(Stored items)
......

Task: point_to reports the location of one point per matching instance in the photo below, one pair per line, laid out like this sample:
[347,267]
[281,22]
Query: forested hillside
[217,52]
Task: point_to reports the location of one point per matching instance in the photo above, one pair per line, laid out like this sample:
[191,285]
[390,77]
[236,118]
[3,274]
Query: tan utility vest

......

> **Exercise goal**:
Write out the lines unchanged, starting at the line that contains "photo above, one" and ending at the last line of the records.

> **Exercise answer**:
Task: point_to reports the location of one point per matching instance in the photo above, one pair per line, laid out like this sample:
[191,285]
[390,77]
[236,118]
[3,274]
Query: tan utility vest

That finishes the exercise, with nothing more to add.